'''

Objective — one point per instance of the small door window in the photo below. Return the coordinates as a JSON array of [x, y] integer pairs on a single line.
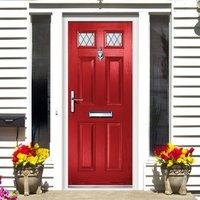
[[86, 39], [114, 39]]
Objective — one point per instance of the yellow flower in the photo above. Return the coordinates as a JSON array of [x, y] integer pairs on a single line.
[[184, 151], [190, 160], [170, 163], [36, 146], [22, 157], [42, 154], [170, 147], [180, 160], [32, 160]]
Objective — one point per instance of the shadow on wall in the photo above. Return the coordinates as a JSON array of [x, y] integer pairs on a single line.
[[158, 179], [197, 26]]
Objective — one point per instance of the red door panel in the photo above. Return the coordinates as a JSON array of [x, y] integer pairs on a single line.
[[100, 148]]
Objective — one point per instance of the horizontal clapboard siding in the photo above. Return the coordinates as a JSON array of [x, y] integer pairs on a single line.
[[13, 79], [13, 57], [185, 97]]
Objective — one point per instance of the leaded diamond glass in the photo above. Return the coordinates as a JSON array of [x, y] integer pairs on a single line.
[[114, 39], [86, 39]]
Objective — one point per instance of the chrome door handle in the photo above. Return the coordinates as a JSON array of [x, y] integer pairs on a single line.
[[74, 100]]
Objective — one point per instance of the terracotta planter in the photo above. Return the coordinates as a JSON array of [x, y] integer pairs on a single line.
[[175, 179], [28, 180]]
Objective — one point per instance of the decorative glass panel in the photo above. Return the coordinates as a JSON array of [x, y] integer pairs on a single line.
[[86, 39], [114, 39]]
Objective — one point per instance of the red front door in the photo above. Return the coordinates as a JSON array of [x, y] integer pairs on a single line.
[[100, 103]]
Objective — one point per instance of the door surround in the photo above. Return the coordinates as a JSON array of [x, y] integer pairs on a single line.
[[114, 18]]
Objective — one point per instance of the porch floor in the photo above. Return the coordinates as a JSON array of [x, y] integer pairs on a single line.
[[105, 195]]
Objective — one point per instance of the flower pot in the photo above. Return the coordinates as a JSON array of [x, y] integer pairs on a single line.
[[175, 178], [28, 180]]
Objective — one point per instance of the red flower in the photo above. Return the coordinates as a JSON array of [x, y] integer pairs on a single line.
[[164, 157], [157, 151], [25, 149], [191, 150], [15, 159]]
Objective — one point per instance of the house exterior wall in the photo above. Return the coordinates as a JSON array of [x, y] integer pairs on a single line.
[[184, 70], [184, 86]]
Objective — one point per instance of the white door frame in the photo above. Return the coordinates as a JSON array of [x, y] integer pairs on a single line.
[[59, 87], [134, 20]]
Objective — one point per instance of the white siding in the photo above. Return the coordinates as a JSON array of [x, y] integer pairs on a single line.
[[13, 57], [185, 85], [14, 81]]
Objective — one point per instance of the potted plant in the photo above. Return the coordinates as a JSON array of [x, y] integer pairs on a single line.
[[175, 167], [28, 163], [6, 195]]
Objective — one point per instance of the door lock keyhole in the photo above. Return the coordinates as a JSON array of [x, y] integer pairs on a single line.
[[100, 54]]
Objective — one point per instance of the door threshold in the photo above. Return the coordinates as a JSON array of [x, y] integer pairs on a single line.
[[101, 186]]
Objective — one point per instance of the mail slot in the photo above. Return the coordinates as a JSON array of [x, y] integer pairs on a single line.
[[100, 114], [12, 120]]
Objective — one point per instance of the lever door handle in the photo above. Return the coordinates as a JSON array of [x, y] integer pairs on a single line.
[[74, 100], [78, 99]]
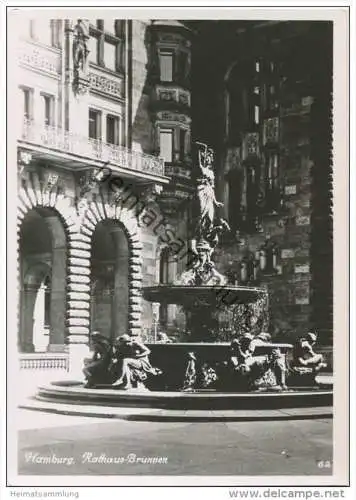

'''

*Directions for this task*:
Write out every one of the records above word for word, leaving out the pictures.

*Response below*:
Objective — one point per instance of the small door window in the photo below. Return the coordinates as a JSON array of [x, y] integer pairs on a single line.
[[86, 39], [114, 39]]
Objective — one point per instance of the yellow flower in the photo above. Return the coordinates as a JSON array of [x, y] integer pairs on a single line.
[[184, 151], [190, 160], [170, 163], [36, 146], [22, 157], [42, 154], [170, 147], [180, 160], [32, 160]]
Objective — one point per instance of the shadow on wall in the photo above. Return the coordinates as a JSON array of [x, y] integer pairs on a single line.
[[158, 179], [197, 26]]
Objective — one point per instance of the red door panel in the photo above. Return the coordinates as a JSON array of [x, y] integer pairs on a single line.
[[100, 148]]
Objective — one point per instance of the horizontal clapboard siding in the photo above. Return the coordinates as a JSON array of [x, y] integer pairs on a single line.
[[13, 79], [13, 57], [185, 97]]
Objective — one point per instance of the leaded diamond glass in the photo above. Return the coordinates as a JSON array of [x, y] integer pairs on a single line.
[[114, 39], [86, 39]]
Objective — one point per instance of the chrome door handle in the photo above. Return the coordinates as a JSON array of [x, y] integer pairs on a single line.
[[74, 100]]
Objective — one point per instance of the terracotta planter in the photo above. Return the coordinates as a JSON array of [x, y] integer pairs on a single line.
[[175, 179], [28, 180]]
Objective — one point per instance of the decorative glass panel in the photo above. Return the coordinates as a JSON array of [x, y] integer pairs on a single line.
[[86, 39], [114, 39]]
Objective — one point per instance of the red front door in the photo above. Return the coordinates as a JSON array of [x, y] integer pairs on a single line.
[[100, 103]]
Objective — one point per instance of the door surround in the photo above. Return the coordinates as a JSON array of [x, y] integer pairs on a single line.
[[114, 18]]
Objective — one point per instance of the porch floor in the photo above. Return the coordinates as a JSON array of [x, y] integer pairs on a single line.
[[105, 195]]
Objective — one point per instance of the flower pot in the photo above. Return the coordinates as a JSON array of [x, y] integer pairs on a single line.
[[175, 178], [28, 180]]
Objective — one point per instance of the red flower in the photo above. Return the coordinates as a JSON array of [x, y] integer pairs on a single line.
[[164, 157], [157, 151], [25, 149], [191, 150], [15, 159]]
Objective — one point per instance of the house exterior wall in the photo above. Return the coordinates as a JSON array of [x, y] integer pairs on a single line.
[[184, 70], [184, 86]]
Objective — one point per instance of the white door frame in the photo above. Return the coordinates as a JSON array of [x, y] integer pairs on a single line.
[[59, 87], [134, 20]]
Objective — one point per instance of the white siding in the photo above. Return the coordinates as a JSON array of [x, y] integer pairs on a single line.
[[13, 57], [185, 85], [14, 81]]
Objective — one point per instance of the potted plant in the photo above. Return the coordinates as a JSON array of [x, y] integer pairs on a single line.
[[175, 167], [28, 163], [6, 195]]
Objective — one point per instance of the door lock keyhole in the photo above. Return the coordinates as a JSON array of [x, y] integer pairs on a single line.
[[100, 54]]
Objective — one point per instance of the door threshold in the photo above. Return the coordinates as a JSON array of [x, y] integer pairs on a single line.
[[101, 186]]
Objective — one point per instance of the mail slot in the photo above. Return the coordinates as a JSON array of [x, y] integer pairs on a single line.
[[100, 114], [12, 120]]
Objective — one point per instance of the lever door handle in the photo above. Return the coordinates as a JSON array of [x, y] integer pairs on a single line.
[[74, 100], [78, 99]]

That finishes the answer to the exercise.